### 指示内容
下に掲げるアクション映画の暴力表現を扱った抜粋から、「あれは確か『黄金』か何かから」から「がみられるようになりました。」までを、両端の語句も含めて一字も変えずに書き写してください。

### 文書の抜粋
アクション映画は、動きの撮り方がどう変わってくるかと言う物の変化の目安になってくる物だって気はします

 関係するかしないかという問題は別として、これは去年取り上げたんですけれど、暴力表現という奴はどれくらい変わってきたかという話もちょっとしたと思います。
 あれは確か『黄金』か何かから初めて、ようするに古典的な奴からはじめて、殴り合いの場面を、何本か見て頂いた。その結果、かつて殴り合うというのは、男と男ばかり殴り合って、女は殴り合わなかったんですけれど、これは身体的な条件と特撮技術の、ある兼ね合いみたいなところで発生してくる問題ですけれど。例えば、殴り合いというのが、男性性の誇示、ディスプレイとして機能していた時代というのがあった。その後色々変わってきたんですけれど、あるところで決定的に変わった。まず一番最初に変わっちゃったって言うのが、クンフー、マーシャルアーツが入ってくることによって、凄く型、特殊技能化した結果、綺麗にやるとそれなりに見えるようになった。この辺から女性のアクションスターって奴が出てくるようになった。それから、香港の得意技のワイヤーアクションという奴ですね。あれを使うことによって、どんな華奢な女でも、いくらでもとんぼが打てるし、空中で止まったまま蹴り入れたりできるようになったわけですよ。そうすると、なんとなく映画的に見栄えがするようになって、女の殴り合いって奴がみられるようになりました。

### 提供情報

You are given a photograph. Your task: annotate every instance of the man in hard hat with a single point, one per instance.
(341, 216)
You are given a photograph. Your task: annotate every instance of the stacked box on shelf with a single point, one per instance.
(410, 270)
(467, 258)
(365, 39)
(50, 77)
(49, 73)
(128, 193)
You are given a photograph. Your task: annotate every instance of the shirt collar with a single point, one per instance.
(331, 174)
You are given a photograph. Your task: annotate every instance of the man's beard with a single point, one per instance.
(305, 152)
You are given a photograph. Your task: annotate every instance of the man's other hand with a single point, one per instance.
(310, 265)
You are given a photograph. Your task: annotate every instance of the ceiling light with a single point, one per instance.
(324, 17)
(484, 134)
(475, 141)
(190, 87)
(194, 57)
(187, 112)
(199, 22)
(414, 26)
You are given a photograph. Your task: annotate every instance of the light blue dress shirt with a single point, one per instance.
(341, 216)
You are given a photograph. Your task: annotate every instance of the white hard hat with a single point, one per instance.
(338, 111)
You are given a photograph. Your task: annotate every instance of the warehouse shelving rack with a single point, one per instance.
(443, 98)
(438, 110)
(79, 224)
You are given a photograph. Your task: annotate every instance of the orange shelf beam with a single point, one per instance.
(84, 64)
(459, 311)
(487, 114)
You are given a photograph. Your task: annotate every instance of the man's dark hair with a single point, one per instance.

### 結果は以下
あれは確か『黄金』か何かから初めて、ようするに古典的な奴からはじめて、殴り合いの場面を、何本か見て頂いた。その結果、かつて殴り合うというのは、男と男ばかり殴り合って、女は殴り合わなかったんですけれど、これは身体的な条件と特撮技術の、ある兼ね合いみたいなところで発生してくる問題ですけれど。例えば、殴り合いというのが、男性性の誇示、ディスプレイとして機能していた時代というのがあった。その後色々変わってきたんですけれど、あるところで決定的に変わった。まず一番最初に変わっちゃったって言うのが、クンフー、マーシャルアーツが入ってくることによって、凄く型、特殊技能化した結果、綺麗にやるとそれなりに見えるようになった。この辺から女性のアクションスターって奴が出てくるようになった。それから、香港の得意技のワイヤーアクションという奴ですね。あれを使うことによって、どんな華奢な女でも、いくらでもとんぼが打てるし、空中で止まったまま蹴り入れたりできるようになったわけですよ。そうすると、なんとなく映画的に見栄えがするようになって、女の殴り合いって奴がみられるようになりました。